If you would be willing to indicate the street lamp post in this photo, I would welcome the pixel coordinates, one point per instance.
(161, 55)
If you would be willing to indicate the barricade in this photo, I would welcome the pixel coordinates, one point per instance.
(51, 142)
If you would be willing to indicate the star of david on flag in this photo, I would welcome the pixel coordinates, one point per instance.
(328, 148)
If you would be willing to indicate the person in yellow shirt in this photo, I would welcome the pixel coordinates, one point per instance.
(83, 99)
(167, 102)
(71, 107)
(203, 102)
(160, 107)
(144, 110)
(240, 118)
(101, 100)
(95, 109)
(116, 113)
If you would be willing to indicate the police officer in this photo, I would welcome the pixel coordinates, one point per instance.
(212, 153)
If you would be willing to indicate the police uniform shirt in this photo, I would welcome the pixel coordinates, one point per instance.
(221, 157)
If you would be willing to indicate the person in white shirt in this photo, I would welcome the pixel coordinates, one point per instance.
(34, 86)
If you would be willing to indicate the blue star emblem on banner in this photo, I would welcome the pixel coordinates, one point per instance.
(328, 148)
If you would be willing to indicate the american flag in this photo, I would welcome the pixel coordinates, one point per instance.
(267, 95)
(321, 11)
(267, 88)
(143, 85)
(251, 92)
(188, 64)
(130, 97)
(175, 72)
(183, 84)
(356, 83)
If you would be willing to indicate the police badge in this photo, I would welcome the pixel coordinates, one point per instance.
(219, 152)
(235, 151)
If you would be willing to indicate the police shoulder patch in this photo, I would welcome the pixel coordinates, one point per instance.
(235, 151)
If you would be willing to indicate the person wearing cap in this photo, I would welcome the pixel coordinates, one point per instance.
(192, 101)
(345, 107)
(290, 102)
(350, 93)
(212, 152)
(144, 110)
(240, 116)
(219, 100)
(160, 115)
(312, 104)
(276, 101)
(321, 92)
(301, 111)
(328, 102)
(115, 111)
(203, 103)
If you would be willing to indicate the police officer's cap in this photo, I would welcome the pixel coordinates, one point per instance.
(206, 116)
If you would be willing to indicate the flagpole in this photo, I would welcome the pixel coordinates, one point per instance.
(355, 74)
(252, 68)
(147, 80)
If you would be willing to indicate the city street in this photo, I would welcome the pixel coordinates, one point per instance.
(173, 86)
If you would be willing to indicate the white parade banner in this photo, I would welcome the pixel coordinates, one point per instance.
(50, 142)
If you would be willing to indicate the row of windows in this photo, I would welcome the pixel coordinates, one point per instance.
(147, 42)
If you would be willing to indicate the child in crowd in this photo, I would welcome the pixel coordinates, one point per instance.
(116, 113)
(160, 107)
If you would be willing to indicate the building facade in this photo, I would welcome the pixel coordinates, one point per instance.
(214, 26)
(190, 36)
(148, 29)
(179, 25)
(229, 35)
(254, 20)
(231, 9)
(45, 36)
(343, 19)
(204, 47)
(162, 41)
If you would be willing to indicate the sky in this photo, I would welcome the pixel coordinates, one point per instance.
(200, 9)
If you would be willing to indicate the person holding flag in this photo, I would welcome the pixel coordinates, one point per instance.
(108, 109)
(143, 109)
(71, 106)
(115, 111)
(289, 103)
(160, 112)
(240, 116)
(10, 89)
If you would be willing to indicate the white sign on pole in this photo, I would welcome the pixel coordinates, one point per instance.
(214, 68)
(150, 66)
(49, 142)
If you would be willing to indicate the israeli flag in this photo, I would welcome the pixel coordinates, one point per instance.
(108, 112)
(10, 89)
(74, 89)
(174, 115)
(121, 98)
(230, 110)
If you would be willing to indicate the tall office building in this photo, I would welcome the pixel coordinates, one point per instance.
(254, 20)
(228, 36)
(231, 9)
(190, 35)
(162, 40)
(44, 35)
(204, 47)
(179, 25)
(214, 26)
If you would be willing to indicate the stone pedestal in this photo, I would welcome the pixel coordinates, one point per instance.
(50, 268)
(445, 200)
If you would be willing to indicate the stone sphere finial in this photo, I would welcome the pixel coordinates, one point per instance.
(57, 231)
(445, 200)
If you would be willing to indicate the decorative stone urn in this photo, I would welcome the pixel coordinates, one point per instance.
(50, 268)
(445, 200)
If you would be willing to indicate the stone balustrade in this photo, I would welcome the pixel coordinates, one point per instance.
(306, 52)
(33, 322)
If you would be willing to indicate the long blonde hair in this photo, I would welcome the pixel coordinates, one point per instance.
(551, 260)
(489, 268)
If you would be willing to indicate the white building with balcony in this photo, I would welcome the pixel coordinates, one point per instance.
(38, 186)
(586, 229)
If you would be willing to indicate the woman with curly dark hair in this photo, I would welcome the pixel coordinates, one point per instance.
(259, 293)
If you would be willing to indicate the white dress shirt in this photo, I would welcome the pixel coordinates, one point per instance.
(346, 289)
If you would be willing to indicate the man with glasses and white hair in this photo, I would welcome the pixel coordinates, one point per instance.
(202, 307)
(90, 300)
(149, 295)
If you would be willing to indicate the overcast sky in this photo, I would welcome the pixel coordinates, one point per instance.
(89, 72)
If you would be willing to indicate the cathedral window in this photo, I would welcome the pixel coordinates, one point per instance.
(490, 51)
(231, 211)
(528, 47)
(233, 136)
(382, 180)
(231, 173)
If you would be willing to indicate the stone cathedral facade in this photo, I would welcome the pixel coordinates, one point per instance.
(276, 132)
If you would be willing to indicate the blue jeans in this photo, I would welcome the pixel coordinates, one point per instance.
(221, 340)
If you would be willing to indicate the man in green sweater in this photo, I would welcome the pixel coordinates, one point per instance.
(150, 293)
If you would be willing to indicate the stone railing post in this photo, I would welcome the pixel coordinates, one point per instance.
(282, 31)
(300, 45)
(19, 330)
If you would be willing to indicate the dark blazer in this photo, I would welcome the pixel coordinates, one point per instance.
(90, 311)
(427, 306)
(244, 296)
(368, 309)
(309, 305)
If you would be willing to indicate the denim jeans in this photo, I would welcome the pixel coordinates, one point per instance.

Task item:
Could you print the lines above, exactly as written, from the line containing "If you would be willing to indicate the stone cathedral" through the final one?

Response to this exercise:
If you would be willing to indicate the stone cathedral facade in this photo, I would welcome the pixel coordinates, one point per instance.
(276, 132)
If you would be willing to indicate the blue jeans in this photo, I would welcome the pixel coordinates, one point per instance.
(221, 340)
If you would be willing to indicate the man in green sweater in this photo, I would welcome the pixel coordinates, one point per instance.
(150, 293)
If you would be willing to indicate the stone railing post in this photo, I would welcome the pixel coordinates, one point per instance.
(282, 31)
(300, 45)
(19, 330)
If you would be willing to indicate the dark blazer in this photo, I would welcome the pixel coordinates, one point per instance.
(90, 311)
(427, 306)
(244, 296)
(368, 309)
(309, 305)
If you would be willing to indicate the denim jeans in this photo, I would welcome the pixel coordinates, one point per instance.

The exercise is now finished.